WORK INSTRUCTIONS :: Can you carry the article on Iran sanctions forward from its last paragraph?

Extracted from Law360
Iran is shaping up as a corporate risk manager’s worst nightmare. Prospects for a reduction of international sanctions on Iran do not promise an open and transparent market. Instead, the combination of an only partial reduction in sanctions measures by the U.S. and the extraterritoriality of remaining U.S. sanctions will form a new kind of highly regulated market specific to Iran. Access is not guaranteed, securing payment will prove challenging and compliance issues may well be more complicated than in the recent past. While U.S. companies will remain prohibited from virtually all engagement with Iran for the foreseeable future, non-U.S. companies may soon wish for the days when Iran was simply at the top of global industry’s blacklist.
To Implementation Day: Maintaining the Status Quo and Managing Expectations
On July 14, 2015, the P5+1 powers (the United States, United Kingdom, France, China, Russia and Germany, facilitated by the European Union) and the Islamic Republic of Iran reached a Joint Comprehensive Plan of Action ("JCPOA") to limit Iran’s nuclear program. As part of the JCPOA, the U.S., U.N. and EU committed to a program of phased sanctions relief dependent on Iran’s adherence to key nuclear commitments. The EU, U.N. and, more recently, the U.S. have all ratified the JCPOA, which was set to take effect on Oct. 18, 2015 (Iran’s parliament was scheduled to vote on it on Oct. 11, 2015).
Oct. 18 was the date upon which Iran must begin to dismantle its nuclear programs to the extent specified in the JCPOA, but Oct. 18 does not mark the end of sanctions on Iran. Sanctions relief under the agreement will be delayed indefinitely until Iran’s compliance with its nuclear nonproliferation and decommissioning commitments have been officially verified by the International Atomic Energy Agency. Private and U.S. government analysts believe verification is unlikely to occur until mid-2016. That day, termed “Implementation Day” under the agreement, is the moment at which international sanctions on Iran may be reduced.
The current interim period remains governed by existing sanctions and the extremely limited relief provided by the P5+1 parties since November 2013, under the terms of the Joint Plan of Action ("JPOA"). While maintaining broad prohibitions for U.S. companies, the United States has provided under the JPOA partial relief of secondary sanctions on non-U.S. companies for certain licensed business in Iran’s petrochemical, automotive, civil aviation and precious metals industries. The JPOA program continues until Implementation Day.
The interim period has been complicated by the fact that Iranian leaders have rolled out the red carpet for foreign business leaders and welcomed exploratory talks and negotiations toward an Iran awaiting the day when it may once more be “open for business.” For many industries, that day may never realistically arrive.

ENTRIES PROVIDED ::
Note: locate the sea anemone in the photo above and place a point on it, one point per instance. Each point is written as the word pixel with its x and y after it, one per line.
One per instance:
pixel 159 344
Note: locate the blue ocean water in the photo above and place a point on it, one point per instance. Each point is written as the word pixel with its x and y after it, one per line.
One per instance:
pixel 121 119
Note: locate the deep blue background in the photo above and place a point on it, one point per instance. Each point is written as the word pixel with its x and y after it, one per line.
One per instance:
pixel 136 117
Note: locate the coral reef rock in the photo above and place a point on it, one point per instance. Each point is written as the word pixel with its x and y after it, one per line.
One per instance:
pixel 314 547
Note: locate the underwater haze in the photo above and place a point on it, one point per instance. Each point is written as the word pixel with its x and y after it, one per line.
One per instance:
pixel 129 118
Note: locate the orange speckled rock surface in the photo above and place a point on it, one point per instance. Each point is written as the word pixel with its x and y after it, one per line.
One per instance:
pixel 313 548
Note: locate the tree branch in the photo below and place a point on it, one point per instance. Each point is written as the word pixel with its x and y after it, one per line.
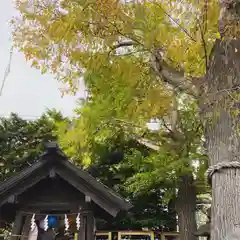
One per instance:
pixel 171 76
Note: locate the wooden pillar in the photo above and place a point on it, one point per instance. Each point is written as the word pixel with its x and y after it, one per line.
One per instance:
pixel 90 226
pixel 87 228
pixel 17 227
pixel 26 227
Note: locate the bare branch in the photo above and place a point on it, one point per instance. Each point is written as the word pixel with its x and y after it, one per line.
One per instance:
pixel 176 22
pixel 174 78
pixel 148 143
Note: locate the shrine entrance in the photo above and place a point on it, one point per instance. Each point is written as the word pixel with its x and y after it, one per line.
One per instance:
pixel 54 199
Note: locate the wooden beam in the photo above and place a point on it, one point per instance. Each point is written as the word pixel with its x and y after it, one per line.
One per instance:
pixel 90 192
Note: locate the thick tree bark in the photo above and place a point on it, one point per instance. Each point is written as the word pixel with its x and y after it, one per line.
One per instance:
pixel 186 208
pixel 221 120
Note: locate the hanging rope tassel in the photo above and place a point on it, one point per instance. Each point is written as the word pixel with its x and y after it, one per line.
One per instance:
pixel 33 224
pixel 66 223
pixel 78 221
pixel 46 223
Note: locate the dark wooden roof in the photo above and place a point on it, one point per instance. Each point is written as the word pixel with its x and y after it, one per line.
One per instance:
pixel 54 158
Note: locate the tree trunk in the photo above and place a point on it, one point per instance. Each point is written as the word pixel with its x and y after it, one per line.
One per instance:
pixel 186 208
pixel 221 120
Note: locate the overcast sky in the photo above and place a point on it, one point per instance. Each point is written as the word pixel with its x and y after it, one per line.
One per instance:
pixel 26 91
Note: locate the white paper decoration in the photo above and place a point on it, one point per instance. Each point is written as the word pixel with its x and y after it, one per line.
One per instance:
pixel 66 223
pixel 46 223
pixel 41 224
pixel 78 221
pixel 33 224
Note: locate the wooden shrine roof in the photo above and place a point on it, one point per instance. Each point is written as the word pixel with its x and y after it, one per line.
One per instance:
pixel 54 159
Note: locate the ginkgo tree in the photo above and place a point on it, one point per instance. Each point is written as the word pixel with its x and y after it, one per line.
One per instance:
pixel 136 54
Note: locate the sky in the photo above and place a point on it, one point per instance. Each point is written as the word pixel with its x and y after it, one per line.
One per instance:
pixel 26 91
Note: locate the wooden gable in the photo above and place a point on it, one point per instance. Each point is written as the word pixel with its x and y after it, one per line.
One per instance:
pixel 69 184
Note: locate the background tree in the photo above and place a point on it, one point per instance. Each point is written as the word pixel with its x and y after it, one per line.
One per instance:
pixel 166 168
pixel 88 35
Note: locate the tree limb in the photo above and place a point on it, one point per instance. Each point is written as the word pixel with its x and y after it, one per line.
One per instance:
pixel 171 76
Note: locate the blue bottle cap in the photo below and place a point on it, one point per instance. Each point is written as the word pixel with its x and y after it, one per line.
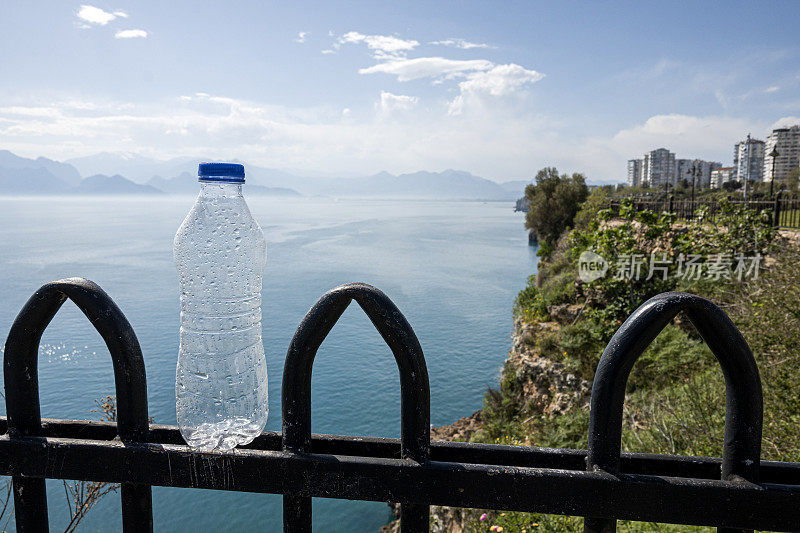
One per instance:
pixel 229 172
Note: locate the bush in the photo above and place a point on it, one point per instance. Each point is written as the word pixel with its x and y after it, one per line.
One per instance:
pixel 553 202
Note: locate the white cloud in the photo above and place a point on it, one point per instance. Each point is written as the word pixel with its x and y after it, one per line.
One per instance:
pixel 95 15
pixel 786 122
pixel 383 46
pixel 500 80
pixel 460 43
pixel 131 34
pixel 490 142
pixel 396 102
pixel 426 67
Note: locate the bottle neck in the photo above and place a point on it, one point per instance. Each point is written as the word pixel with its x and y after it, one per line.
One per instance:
pixel 220 189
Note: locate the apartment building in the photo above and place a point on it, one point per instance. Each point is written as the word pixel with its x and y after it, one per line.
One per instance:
pixel 634 172
pixel 787 142
pixel 748 159
pixel 658 168
pixel 722 175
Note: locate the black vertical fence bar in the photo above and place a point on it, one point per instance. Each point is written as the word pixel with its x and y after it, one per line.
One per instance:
pixel 22 391
pixel 744 411
pixel 414 390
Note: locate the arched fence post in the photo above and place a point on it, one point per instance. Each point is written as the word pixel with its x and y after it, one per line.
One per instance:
pixel 744 411
pixel 22 391
pixel 414 390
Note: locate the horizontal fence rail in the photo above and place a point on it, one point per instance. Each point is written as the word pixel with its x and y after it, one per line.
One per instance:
pixel 738 491
pixel 784 210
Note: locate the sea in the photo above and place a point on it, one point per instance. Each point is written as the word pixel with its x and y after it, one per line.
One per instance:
pixel 452 267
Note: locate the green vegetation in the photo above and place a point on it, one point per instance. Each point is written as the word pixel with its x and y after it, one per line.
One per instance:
pixel 676 394
pixel 553 202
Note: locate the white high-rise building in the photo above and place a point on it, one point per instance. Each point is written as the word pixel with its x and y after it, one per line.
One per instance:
pixel 658 168
pixel 748 159
pixel 634 172
pixel 787 142
pixel 722 175
pixel 701 169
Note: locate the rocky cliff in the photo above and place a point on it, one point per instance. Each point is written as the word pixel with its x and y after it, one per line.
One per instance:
pixel 546 388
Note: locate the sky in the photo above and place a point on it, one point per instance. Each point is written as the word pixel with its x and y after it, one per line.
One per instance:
pixel 499 89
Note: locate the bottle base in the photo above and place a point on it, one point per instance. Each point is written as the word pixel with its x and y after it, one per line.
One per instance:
pixel 222 436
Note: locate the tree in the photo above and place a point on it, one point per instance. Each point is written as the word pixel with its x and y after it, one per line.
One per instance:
pixel 553 202
pixel 792 180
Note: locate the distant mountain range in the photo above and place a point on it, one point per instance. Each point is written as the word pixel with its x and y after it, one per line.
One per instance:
pixel 122 174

FINAL RESULT ::
Until Implementation Day, the United States categorically has not and will not provide new sanctions relief. Furthermore, the U.S. has steadily enforced the full slate of sanctions on Iran, with judgments and forfeitures against Western banks and payment processing firms totaling over $1 billion through the first eight months of the year. The chief U.S. sanctions enforcement agency, the Office of Foreign Assets Control of the U.S. Department of the Treasury, has also recently clarified that, in its view, even memoranda of understanding or executory contracts with sanctioned Iranian parties violate U.S. sanctions, even if those contracts are contingent upon Iran’s verified implementation of the JCPOA. Based on OFAC’s recent record of enforcement, both U.S. and non-U.S. companies pursuing new ties in Iran should proceed with caution. Regardless of flowery language promoting the restoration of the Iranian market and trips of high-profile business leaders to Iran, the country remains largely closed.
JCPOA and Sanctions: What’s in It for Business?
Sanctions relief provided following Implementation Day will create a patchwork quilt of differing regulations and risks for companies. Although the EU will lift almost all sanctions against Iran, the United States will maintain primary sanctions prohibiting U.S. companies from nearly all trade and investment with Iran. The United States will also only partially reduce its use of secondary sanctions against non-U.S. companies operating in Iran. In particular, the U.S. will maintain sanctions on Iran for a variety of reasons, including terrorism, human rights abuses, missile proliferation and the destabilization of countries such as Syria.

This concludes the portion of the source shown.